Dataset entries:
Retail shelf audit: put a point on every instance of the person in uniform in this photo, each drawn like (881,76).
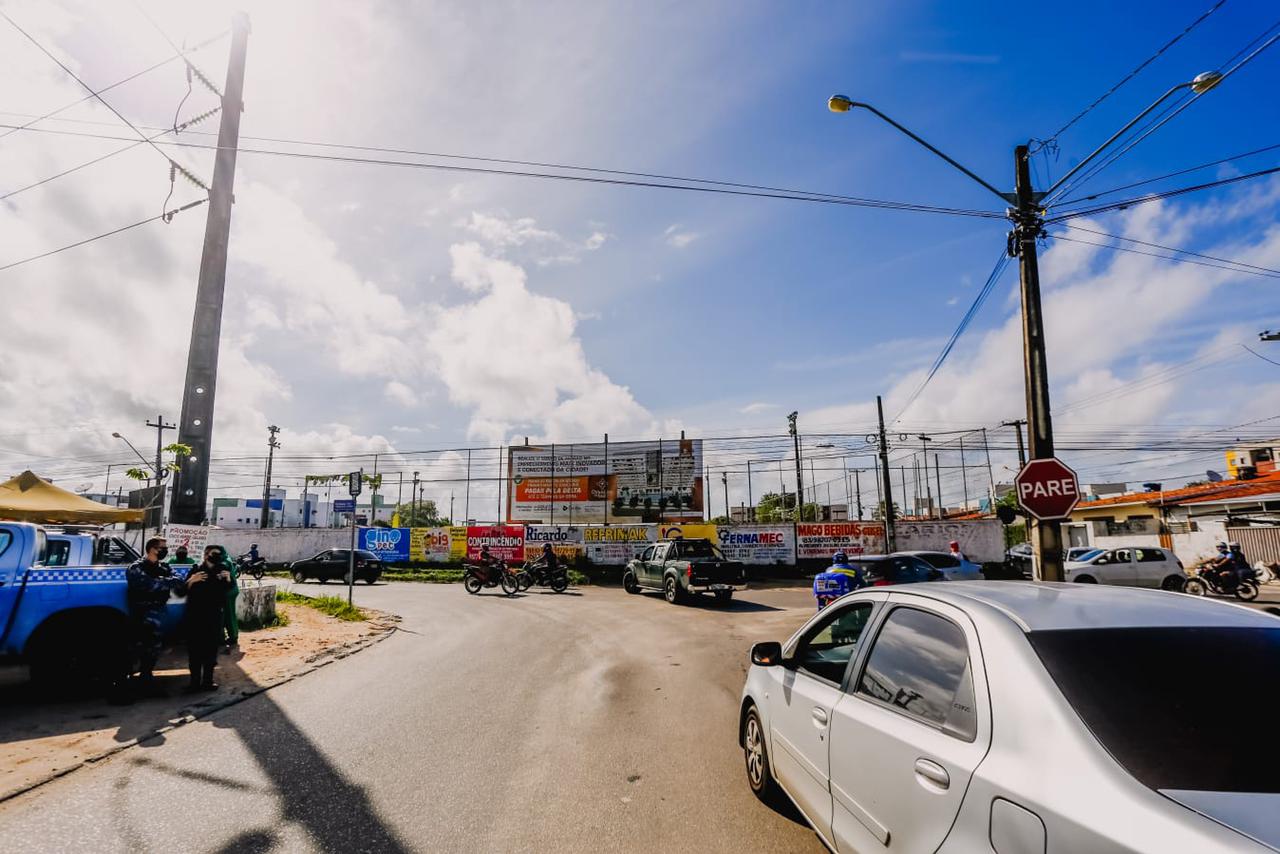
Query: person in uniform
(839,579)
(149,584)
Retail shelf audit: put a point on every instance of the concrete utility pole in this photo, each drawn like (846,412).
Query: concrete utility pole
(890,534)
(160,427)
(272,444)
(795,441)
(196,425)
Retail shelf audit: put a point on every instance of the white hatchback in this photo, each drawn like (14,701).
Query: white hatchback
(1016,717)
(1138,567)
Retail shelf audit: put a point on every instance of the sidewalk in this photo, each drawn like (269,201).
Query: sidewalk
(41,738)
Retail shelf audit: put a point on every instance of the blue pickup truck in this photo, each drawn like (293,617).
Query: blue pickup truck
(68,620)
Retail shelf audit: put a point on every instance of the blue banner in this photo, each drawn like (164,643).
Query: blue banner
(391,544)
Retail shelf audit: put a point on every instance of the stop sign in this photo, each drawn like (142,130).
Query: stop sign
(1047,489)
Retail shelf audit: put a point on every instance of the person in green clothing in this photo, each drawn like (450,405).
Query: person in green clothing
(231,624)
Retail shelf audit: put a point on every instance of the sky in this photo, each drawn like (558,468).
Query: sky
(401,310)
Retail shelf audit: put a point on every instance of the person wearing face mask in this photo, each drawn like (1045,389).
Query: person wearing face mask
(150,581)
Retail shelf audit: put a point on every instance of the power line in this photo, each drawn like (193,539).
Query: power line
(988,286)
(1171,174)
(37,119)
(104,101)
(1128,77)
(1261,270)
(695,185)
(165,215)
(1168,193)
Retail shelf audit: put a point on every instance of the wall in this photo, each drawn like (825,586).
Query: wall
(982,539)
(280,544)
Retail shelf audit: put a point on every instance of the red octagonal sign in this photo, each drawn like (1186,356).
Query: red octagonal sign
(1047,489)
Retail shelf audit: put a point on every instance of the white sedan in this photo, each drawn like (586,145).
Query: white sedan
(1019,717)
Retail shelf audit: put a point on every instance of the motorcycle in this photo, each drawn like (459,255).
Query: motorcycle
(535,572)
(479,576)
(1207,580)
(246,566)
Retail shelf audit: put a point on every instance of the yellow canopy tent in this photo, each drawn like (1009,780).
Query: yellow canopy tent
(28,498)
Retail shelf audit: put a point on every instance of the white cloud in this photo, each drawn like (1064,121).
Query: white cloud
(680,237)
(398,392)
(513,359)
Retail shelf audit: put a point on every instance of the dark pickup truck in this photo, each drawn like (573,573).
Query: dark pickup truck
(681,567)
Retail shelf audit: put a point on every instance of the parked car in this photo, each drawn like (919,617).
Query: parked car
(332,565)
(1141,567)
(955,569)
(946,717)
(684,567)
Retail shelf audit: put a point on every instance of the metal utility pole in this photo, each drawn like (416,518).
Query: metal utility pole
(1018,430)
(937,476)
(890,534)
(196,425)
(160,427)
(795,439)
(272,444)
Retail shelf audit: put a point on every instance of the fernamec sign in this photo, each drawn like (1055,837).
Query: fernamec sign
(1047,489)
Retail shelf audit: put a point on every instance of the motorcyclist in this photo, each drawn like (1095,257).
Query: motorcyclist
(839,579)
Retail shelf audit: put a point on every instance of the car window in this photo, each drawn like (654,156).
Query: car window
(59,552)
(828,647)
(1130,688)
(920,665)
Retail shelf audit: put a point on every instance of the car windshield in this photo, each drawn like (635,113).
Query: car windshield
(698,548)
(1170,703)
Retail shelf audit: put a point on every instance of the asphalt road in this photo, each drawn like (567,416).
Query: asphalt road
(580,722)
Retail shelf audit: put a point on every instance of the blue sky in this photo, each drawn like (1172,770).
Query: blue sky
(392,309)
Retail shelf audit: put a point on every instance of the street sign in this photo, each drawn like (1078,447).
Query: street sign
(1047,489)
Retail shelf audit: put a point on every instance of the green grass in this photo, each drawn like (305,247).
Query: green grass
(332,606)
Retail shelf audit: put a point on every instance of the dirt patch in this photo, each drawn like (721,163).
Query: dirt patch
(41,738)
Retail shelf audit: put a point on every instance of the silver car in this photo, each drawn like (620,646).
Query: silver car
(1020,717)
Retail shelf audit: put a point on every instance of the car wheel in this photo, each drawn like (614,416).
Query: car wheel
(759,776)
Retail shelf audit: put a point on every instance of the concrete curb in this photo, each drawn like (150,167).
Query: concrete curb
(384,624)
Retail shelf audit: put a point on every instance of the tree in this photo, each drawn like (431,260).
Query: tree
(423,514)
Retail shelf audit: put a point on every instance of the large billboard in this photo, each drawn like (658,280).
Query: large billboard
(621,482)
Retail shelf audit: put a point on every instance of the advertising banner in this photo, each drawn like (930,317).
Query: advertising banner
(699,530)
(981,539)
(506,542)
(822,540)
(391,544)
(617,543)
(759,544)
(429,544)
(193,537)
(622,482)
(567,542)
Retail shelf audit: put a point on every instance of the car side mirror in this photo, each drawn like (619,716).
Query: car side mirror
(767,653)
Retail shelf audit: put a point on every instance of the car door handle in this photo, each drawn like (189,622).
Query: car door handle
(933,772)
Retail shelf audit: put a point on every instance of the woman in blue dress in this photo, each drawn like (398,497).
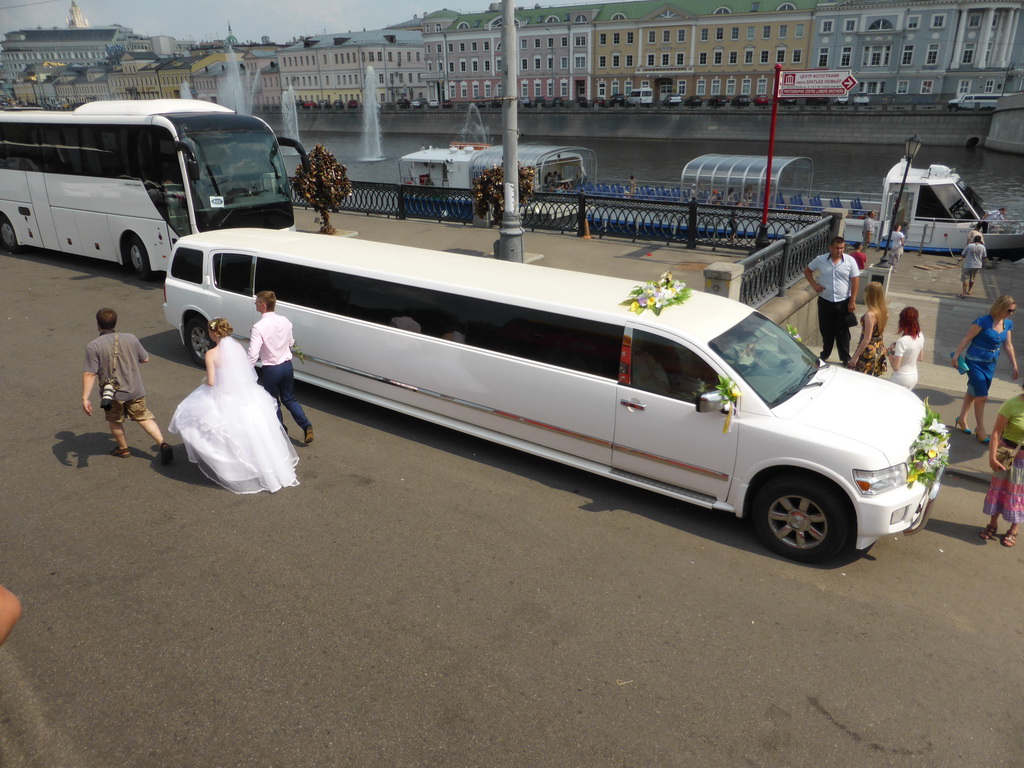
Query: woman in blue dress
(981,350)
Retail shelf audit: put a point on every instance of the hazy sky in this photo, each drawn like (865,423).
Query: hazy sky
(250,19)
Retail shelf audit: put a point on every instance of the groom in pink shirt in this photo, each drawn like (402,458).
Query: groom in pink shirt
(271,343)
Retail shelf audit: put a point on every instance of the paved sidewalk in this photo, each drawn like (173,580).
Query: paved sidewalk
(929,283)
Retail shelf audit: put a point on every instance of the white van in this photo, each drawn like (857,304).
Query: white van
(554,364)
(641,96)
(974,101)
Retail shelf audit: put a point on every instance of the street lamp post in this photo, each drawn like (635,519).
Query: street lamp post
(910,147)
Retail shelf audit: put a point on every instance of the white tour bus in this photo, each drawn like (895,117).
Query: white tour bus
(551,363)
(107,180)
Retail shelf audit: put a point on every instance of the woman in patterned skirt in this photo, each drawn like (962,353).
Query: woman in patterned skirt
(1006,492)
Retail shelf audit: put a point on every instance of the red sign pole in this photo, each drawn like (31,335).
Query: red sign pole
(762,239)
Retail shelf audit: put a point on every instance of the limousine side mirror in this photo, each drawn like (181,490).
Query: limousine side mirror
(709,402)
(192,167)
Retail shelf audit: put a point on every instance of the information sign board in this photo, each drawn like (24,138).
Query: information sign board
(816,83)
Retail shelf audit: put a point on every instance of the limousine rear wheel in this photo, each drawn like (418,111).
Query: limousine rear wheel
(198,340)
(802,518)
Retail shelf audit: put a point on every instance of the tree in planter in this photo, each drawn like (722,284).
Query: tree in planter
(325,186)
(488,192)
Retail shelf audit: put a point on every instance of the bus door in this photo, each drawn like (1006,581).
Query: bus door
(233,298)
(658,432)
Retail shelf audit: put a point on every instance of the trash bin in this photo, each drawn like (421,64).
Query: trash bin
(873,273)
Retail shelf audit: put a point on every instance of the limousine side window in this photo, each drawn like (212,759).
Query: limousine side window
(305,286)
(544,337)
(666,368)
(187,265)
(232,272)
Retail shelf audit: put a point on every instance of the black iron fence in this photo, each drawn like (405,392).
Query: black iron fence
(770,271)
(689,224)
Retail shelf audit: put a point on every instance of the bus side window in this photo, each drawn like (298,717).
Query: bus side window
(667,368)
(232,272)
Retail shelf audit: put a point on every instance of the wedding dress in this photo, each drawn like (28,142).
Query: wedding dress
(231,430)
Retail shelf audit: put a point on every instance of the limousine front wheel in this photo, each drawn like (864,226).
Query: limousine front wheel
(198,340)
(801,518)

...

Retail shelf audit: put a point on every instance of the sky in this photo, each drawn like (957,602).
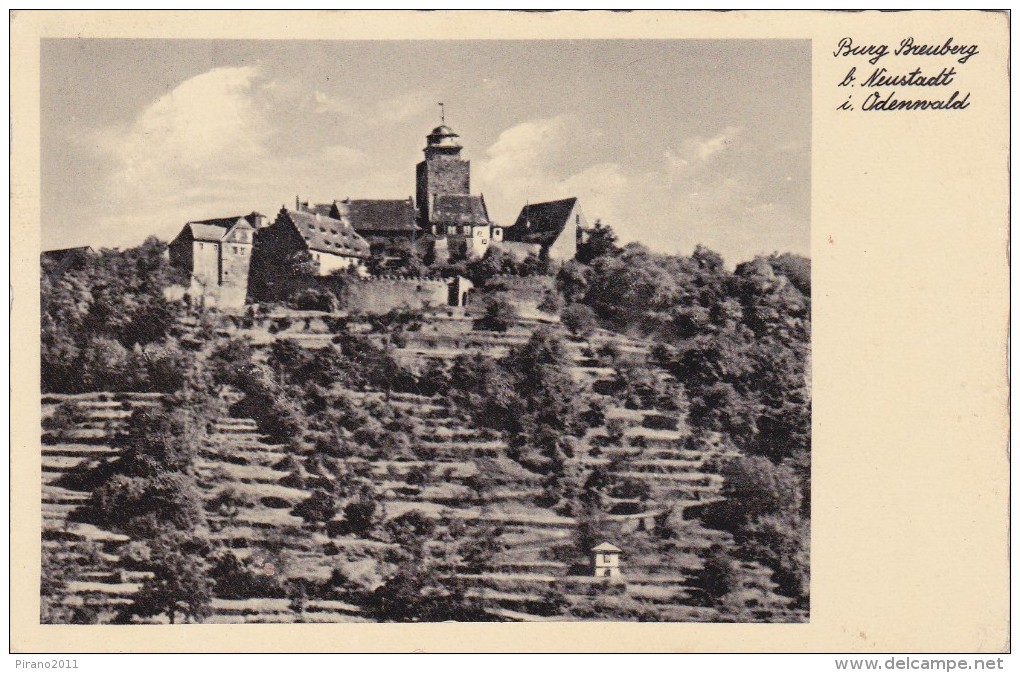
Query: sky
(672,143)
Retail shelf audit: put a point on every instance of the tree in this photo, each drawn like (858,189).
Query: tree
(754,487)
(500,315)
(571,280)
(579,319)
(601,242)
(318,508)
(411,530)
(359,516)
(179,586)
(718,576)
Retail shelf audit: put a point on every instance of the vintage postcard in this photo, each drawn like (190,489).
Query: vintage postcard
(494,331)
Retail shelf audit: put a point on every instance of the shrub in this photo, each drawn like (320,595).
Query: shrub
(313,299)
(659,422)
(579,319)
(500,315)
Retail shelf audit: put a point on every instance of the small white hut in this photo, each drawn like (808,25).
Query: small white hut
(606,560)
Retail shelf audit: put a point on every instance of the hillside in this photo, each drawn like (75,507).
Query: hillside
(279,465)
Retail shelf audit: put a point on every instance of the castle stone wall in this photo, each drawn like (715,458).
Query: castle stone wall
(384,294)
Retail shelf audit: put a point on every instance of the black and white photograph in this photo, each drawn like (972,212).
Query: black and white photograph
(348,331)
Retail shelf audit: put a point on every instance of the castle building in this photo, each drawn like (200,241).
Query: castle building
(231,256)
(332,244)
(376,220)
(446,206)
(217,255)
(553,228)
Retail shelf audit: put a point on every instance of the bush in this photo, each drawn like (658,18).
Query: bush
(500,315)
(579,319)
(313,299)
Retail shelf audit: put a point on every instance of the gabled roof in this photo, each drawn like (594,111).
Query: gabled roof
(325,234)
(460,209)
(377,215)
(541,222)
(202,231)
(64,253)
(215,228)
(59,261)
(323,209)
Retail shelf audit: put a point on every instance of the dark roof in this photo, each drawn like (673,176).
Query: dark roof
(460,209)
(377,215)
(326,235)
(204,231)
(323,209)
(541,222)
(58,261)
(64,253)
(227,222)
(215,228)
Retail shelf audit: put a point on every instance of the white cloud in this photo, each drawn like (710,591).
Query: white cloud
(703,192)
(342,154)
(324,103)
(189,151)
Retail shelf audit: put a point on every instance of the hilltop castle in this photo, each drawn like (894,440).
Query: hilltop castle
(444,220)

▸ Exercise brief
Please output the lines above beginning at the line with "drawn like (881,76)." and ending after the line with "drawn like (293,617).", precisely as written and with no pictures.

▸ Result of this task
Retail shelf audit: put a point on every instance of the person in uniform in this photo, each drawn like (881,76).
Query: person in uniform
(839,579)
(149,584)
Retail shelf audit: put a point on every instance of the concrete utility pole in this photo, each drawn like (846,412).
Query: concrete utility pole
(890,534)
(160,427)
(272,444)
(795,441)
(196,425)
Retail shelf audit: put a point on every instance of the white hatchback in this photo, each drawn like (14,701).
Query: white hatchback
(1016,717)
(1138,567)
Retail shelf audit: put a point on every instance of the sidewalk in this photo, each drawn like (269,201).
Query: sidewalk
(41,738)
Retail shelf audit: put a point on every instance of the blue pickup truck in this photo, each drawn like (293,617).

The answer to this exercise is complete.